* start *

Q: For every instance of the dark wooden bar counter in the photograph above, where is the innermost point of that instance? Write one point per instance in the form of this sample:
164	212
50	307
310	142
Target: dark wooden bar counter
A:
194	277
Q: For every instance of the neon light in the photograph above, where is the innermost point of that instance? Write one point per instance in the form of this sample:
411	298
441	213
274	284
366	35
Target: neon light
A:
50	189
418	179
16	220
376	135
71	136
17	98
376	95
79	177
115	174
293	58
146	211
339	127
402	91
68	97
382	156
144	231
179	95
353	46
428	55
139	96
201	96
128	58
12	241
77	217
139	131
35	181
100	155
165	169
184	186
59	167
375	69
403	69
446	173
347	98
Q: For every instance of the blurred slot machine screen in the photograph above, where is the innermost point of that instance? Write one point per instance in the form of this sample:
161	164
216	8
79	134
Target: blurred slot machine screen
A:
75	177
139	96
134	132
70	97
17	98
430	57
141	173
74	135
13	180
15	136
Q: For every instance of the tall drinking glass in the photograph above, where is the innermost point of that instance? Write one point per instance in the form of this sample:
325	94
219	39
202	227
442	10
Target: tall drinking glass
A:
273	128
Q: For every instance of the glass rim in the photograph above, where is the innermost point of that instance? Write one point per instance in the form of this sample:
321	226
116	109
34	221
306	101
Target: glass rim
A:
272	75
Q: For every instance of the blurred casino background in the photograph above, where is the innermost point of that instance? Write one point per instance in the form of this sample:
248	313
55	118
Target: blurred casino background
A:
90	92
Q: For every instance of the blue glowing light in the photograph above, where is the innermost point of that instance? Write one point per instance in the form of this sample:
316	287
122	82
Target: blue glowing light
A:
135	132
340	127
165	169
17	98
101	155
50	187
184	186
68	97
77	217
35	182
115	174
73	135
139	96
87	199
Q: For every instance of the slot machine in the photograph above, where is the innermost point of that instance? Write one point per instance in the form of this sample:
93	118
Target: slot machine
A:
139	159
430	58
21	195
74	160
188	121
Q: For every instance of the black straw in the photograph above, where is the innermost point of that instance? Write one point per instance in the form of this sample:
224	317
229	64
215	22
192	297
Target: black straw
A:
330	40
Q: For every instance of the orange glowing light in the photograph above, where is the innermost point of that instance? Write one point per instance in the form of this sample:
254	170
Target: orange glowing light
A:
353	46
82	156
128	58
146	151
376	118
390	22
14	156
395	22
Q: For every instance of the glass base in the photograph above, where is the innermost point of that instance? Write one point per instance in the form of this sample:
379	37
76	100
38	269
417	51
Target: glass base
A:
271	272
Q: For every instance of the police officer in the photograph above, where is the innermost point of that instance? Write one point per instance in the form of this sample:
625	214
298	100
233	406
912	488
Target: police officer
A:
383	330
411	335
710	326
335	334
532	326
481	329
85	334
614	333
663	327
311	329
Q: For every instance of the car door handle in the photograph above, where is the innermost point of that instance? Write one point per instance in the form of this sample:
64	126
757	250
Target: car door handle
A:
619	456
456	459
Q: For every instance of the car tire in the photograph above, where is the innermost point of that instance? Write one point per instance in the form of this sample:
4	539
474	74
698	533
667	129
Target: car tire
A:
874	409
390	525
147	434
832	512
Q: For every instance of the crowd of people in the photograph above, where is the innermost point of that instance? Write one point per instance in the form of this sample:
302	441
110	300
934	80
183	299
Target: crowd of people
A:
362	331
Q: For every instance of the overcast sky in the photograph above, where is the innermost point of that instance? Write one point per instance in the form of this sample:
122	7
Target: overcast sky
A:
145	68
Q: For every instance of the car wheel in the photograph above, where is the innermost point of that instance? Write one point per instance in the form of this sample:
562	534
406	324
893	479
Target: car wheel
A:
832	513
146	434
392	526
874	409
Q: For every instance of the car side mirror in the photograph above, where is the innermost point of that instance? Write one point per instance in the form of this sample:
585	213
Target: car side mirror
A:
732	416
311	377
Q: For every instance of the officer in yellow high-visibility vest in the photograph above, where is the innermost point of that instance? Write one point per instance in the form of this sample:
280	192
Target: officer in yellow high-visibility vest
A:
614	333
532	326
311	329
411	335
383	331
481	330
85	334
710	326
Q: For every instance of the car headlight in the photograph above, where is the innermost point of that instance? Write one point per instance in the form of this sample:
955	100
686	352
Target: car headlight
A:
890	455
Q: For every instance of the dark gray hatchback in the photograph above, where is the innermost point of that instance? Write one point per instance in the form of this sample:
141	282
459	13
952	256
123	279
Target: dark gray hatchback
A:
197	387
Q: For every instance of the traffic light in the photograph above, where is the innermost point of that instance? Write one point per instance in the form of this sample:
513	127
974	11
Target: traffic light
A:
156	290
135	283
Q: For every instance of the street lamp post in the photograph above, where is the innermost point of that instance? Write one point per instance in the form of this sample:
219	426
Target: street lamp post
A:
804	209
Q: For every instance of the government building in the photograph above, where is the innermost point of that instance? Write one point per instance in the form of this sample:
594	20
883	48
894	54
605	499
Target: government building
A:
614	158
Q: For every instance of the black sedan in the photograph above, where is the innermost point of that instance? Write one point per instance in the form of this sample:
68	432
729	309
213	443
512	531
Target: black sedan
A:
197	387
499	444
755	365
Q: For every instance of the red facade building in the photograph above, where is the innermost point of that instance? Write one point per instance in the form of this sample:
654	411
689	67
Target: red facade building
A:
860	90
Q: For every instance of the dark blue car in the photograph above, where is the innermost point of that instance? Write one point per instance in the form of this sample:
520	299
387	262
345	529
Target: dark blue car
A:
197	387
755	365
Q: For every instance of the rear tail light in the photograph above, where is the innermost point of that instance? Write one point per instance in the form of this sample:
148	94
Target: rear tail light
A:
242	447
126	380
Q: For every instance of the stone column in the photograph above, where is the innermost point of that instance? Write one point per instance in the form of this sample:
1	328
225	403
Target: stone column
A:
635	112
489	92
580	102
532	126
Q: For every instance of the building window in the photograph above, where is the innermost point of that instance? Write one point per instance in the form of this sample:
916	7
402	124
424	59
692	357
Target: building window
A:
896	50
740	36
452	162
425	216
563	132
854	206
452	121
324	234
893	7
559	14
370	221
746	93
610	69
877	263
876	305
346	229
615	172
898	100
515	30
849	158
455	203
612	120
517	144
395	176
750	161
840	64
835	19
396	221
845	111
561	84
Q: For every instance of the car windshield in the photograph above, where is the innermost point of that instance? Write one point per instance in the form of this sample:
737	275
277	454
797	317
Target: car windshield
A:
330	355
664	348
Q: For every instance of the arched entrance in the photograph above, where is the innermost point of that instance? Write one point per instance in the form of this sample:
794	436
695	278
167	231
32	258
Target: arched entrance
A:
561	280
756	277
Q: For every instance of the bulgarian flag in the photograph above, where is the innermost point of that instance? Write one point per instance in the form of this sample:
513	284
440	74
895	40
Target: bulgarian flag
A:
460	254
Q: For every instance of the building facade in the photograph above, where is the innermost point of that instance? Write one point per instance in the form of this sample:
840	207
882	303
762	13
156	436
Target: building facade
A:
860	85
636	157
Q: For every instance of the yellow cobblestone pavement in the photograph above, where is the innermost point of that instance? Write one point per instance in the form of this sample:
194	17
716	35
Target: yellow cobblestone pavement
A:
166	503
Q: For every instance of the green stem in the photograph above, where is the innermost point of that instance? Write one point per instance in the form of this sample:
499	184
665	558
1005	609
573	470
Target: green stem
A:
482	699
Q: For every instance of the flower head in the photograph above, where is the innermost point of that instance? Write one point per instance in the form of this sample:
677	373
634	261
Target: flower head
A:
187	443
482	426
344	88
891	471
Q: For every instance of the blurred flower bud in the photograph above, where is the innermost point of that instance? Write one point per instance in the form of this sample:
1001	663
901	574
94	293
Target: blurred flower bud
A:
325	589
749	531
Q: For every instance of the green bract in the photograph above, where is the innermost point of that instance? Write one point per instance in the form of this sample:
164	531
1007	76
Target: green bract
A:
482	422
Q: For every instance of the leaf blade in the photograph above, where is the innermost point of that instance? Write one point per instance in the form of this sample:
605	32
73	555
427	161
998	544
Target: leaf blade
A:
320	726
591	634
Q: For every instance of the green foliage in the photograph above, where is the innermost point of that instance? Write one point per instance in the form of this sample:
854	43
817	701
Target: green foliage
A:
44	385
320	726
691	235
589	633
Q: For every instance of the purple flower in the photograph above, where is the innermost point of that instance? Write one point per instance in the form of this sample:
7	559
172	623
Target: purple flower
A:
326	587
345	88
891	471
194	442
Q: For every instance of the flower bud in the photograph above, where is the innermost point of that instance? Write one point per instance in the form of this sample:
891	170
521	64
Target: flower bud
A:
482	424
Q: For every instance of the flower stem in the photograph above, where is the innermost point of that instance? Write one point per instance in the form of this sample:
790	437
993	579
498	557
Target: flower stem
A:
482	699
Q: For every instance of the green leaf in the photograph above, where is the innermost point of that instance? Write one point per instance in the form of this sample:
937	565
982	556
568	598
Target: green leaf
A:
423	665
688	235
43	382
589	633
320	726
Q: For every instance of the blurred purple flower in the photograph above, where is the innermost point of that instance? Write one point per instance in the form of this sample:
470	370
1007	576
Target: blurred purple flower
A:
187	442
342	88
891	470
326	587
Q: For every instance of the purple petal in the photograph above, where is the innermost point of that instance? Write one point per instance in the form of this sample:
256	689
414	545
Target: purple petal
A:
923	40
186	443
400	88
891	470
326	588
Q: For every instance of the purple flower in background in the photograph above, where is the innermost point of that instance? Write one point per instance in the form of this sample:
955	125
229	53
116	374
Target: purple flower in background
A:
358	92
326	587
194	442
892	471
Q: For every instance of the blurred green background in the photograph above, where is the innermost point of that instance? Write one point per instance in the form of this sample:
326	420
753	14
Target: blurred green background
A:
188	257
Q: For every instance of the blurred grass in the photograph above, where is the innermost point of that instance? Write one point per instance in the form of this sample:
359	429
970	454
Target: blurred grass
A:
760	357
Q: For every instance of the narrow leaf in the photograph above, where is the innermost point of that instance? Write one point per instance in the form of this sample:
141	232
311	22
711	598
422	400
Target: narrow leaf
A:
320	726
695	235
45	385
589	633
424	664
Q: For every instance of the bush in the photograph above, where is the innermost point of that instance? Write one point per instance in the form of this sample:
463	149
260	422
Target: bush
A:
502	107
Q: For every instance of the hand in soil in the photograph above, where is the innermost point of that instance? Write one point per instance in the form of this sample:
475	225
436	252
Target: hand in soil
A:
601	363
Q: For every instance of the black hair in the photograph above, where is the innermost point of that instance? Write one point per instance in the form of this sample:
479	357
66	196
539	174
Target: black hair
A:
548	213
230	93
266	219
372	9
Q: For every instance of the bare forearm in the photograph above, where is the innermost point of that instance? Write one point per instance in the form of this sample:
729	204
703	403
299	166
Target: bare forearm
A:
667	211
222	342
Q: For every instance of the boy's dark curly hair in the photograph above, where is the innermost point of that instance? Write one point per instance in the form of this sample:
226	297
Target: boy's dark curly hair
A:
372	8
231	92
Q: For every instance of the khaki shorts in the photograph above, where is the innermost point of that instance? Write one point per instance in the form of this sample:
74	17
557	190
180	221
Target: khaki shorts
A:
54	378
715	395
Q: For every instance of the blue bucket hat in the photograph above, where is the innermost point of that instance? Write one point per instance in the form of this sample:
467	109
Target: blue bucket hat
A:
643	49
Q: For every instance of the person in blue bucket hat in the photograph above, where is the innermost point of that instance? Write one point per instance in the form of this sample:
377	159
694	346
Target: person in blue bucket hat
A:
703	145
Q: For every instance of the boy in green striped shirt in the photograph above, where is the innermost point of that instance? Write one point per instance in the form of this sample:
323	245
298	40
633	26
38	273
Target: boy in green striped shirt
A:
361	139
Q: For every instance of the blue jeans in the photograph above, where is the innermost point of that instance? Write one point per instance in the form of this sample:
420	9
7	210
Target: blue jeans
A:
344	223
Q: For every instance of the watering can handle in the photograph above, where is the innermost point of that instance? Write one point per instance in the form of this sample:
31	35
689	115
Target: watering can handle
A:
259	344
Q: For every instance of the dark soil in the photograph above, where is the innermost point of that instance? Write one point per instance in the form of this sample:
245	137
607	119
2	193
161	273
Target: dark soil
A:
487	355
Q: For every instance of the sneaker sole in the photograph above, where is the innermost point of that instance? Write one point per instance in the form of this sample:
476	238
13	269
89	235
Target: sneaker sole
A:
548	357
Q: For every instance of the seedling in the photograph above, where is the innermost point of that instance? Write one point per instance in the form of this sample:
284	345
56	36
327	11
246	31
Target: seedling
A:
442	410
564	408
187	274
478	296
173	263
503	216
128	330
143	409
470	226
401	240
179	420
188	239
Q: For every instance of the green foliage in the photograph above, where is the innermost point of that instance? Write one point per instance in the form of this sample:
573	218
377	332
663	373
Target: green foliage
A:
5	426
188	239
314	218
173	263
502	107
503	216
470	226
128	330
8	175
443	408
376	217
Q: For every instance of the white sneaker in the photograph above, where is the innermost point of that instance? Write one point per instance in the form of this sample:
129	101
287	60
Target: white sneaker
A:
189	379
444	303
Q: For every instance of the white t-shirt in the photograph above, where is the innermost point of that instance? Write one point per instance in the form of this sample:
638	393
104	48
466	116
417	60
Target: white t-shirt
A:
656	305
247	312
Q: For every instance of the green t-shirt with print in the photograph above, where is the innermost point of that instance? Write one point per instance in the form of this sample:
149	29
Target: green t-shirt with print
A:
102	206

* end *

*Given instruction*
Starting with the line that contains "Q: For every instance of the white sneaker", write out each line through the end of the listing, exactly as it appears, and include nothing else.

*Reply*
Q: For every instance of the white sneaker in the photograph above, where is the innermost point of that instance? Write one point per instance in the form of this sample:
129	101
287	60
Target: white sneaker
A:
189	379
444	303
Q: For every instance of the white t-shirt in the photograph above, where is the innermost point of that instance? Write one point per instance in the form of this sample:
638	393
104	48
466	116
417	60
Target: white t-shirt
A:
656	305
247	312
Q: For every instance of the green t-shirt with print in the photograph above, where is the innermost point of that instance? Write one point per instance in the form of this sample:
149	29
Target: green t-shirt with print
A:
102	206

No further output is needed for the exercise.